[SUPPLIED TEXT — start]

You Might Be a Zombie and Other Bad News - Writers of Cracked dot Com [59]
It turns out the reports, though impossible to deny, were remarkably easy for TV news outlets to ignore, despite the fact that they were published on the front page of the New York goddamned Times. When Barstow won the Pulitzer Prize for Investigative Reporting in 2009, most television pundits were busy hyping swine flu. Brian Williams had the balls to report that the paper had won five Pulitzers, and even mentioned the subject of three of the stories they’d won for. He just chose not to mention the one they got for pointing out that he’s a government stooge.
What it taught us about the media
Hey, those celebrity vaginas aren’t going to expose themselves. OK, they are, but that’s beside the point. The system’s not perfect, but it’s not Stalinist Russia either. As long as the New York Times is around, we have nothing to worry abou—Oh, hey, look. There’s one more entry on this list.

[SUPPLIED TEXT — finish]

WHAT TO DO:
[1] In the passage on TV news and the Pulitzer-winning reports, what prize did Barstow win in 2009?
[2] Copy the passage on TV news and the Pulitzer-winning reports word for word, starting at "What it taught" and ending at "on this list.".

[DATA FOR REVIEW — start]

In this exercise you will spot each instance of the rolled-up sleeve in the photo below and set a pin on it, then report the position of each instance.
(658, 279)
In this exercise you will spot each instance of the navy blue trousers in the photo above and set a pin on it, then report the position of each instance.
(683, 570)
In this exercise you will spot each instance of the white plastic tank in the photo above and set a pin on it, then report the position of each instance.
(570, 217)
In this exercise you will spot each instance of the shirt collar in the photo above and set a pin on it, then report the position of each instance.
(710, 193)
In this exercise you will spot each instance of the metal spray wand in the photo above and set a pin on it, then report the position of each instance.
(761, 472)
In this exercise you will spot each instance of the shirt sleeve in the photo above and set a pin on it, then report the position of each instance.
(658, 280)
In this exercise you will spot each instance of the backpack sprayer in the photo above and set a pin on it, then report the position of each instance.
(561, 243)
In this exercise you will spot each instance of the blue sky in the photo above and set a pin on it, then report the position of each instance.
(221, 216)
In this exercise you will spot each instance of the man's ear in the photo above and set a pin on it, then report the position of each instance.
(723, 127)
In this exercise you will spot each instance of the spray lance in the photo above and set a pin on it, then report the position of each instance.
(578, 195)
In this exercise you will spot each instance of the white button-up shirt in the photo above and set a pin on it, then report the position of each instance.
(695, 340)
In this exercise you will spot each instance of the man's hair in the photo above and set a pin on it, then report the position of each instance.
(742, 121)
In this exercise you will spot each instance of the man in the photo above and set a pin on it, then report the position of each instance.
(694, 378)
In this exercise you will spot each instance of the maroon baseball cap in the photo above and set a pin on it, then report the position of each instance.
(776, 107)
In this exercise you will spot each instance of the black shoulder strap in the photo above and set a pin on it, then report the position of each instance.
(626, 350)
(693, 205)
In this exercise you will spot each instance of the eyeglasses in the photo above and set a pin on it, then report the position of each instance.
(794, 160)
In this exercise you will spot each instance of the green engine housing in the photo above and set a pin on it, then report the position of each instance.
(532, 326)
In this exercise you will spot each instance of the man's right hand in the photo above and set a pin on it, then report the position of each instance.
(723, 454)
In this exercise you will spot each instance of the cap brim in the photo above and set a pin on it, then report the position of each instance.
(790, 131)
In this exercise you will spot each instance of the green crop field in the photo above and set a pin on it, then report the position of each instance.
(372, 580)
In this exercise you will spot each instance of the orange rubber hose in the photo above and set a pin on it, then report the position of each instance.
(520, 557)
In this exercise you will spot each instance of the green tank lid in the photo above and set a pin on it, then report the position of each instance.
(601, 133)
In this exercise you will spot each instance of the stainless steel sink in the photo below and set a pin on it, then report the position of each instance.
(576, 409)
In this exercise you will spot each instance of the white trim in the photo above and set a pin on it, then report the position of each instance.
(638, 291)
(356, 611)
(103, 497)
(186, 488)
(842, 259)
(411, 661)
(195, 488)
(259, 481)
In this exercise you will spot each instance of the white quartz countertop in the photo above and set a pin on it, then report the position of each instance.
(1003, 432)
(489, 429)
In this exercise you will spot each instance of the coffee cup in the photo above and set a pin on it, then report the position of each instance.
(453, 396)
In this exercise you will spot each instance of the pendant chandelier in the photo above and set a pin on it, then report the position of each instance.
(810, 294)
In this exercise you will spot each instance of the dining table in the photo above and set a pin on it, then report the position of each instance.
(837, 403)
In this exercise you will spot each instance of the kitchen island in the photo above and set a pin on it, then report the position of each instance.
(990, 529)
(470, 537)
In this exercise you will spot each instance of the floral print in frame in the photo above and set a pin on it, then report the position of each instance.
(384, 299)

[DATA FOR REVIEW — finish]

ANSWERS TO THE PROBLEMS:
[1] The Pulitzer Prize for Investigative Reporting.

[2]
What it taught us about the media
Hey, those celebrity vaginas aren’t going to expose themselves. OK, they are, but that’s beside the point. The system’s not perfect, but it’s not Stalinist Russia either. As long as the New York Times is around, we have nothing to worry abou—Oh, hey, look. There’s one more entry on this list.